## Listed entries
______
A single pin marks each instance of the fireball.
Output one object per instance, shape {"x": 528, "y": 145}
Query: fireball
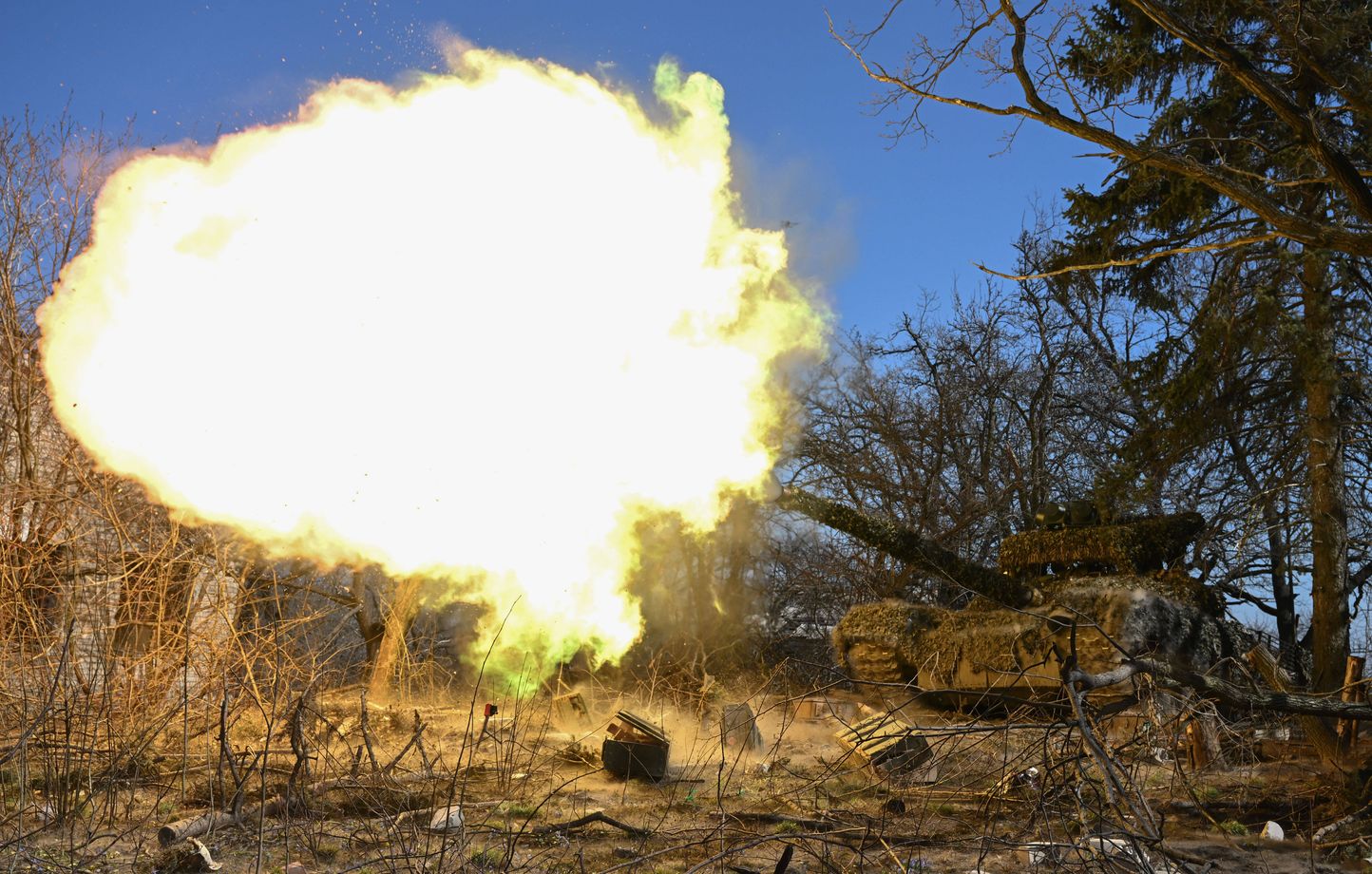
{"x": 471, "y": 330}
______
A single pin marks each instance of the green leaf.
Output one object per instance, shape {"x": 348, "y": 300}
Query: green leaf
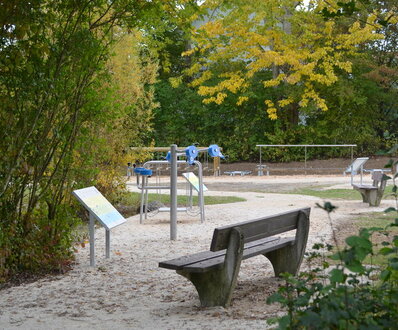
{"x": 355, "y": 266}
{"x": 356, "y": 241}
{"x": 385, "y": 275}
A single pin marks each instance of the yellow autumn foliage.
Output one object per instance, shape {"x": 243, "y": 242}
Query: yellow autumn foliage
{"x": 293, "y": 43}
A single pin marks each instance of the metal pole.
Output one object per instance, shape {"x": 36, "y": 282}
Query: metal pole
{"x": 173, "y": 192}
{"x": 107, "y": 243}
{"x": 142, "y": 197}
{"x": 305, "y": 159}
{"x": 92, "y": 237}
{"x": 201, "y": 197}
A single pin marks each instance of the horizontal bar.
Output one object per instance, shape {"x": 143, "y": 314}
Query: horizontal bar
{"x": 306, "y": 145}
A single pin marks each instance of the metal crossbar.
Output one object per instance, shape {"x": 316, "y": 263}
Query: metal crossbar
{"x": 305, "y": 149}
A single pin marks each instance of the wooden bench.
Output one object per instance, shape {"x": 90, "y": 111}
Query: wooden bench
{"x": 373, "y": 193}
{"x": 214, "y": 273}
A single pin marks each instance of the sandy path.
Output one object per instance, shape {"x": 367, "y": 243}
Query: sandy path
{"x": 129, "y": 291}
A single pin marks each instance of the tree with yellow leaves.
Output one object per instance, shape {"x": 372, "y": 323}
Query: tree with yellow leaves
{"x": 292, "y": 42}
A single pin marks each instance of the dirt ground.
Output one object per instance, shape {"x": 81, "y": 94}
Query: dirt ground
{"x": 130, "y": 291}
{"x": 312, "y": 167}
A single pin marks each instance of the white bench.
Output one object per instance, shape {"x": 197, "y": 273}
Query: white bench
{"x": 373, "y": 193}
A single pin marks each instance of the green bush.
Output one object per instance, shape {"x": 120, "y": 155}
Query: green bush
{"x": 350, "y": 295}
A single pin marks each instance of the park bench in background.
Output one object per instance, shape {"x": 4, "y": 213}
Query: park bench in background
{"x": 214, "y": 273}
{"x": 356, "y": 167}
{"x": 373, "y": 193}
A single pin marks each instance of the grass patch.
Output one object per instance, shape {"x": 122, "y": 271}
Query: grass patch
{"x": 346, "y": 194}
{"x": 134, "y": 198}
______
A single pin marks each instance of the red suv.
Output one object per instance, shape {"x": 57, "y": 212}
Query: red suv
______
Your answer should consist of the lines from the line with "Query: yellow autumn foliage" to the line with "A single pin marks each instance of the green bush." above, repeated exactly, both ends included.

Query: yellow autumn foliage
{"x": 293, "y": 43}
A single pin marks each instance of the metal pole.
Output one object per instance, shape {"x": 36, "y": 282}
Query: metal pole
{"x": 173, "y": 192}
{"x": 107, "y": 243}
{"x": 142, "y": 197}
{"x": 305, "y": 159}
{"x": 92, "y": 237}
{"x": 201, "y": 197}
A single pin marks each instance of the horizontal bar.
Output one object per instance, shape {"x": 143, "y": 314}
Query: horizontal bar
{"x": 306, "y": 145}
A single pin marks each instance of the metal crossbar.
Output one object per instance, shape {"x": 316, "y": 263}
Query: metal crossbar
{"x": 305, "y": 149}
A single pin marks each instance of the wooden bench.
Output one object per instance, shape {"x": 90, "y": 111}
Query: wooden bench
{"x": 373, "y": 193}
{"x": 214, "y": 273}
A single pin marks each instance of the sandy path.
Output one object per instance, shape {"x": 367, "y": 243}
Query: sandy path
{"x": 129, "y": 291}
A single pin marks each instance of the tree with yellow leaves.
Output one object per instance, shape {"x": 372, "y": 323}
Query: tree with yellow leaves
{"x": 292, "y": 42}
A single pin marks each instance of the dirt ground.
Output one object per instance, shape {"x": 81, "y": 94}
Query: dirt ground
{"x": 130, "y": 291}
{"x": 312, "y": 167}
A single pin marks each instance of the white bench.
Output one object per instance, shape {"x": 197, "y": 273}
Query: white bench
{"x": 373, "y": 193}
A single pin marks each instance of the green bush.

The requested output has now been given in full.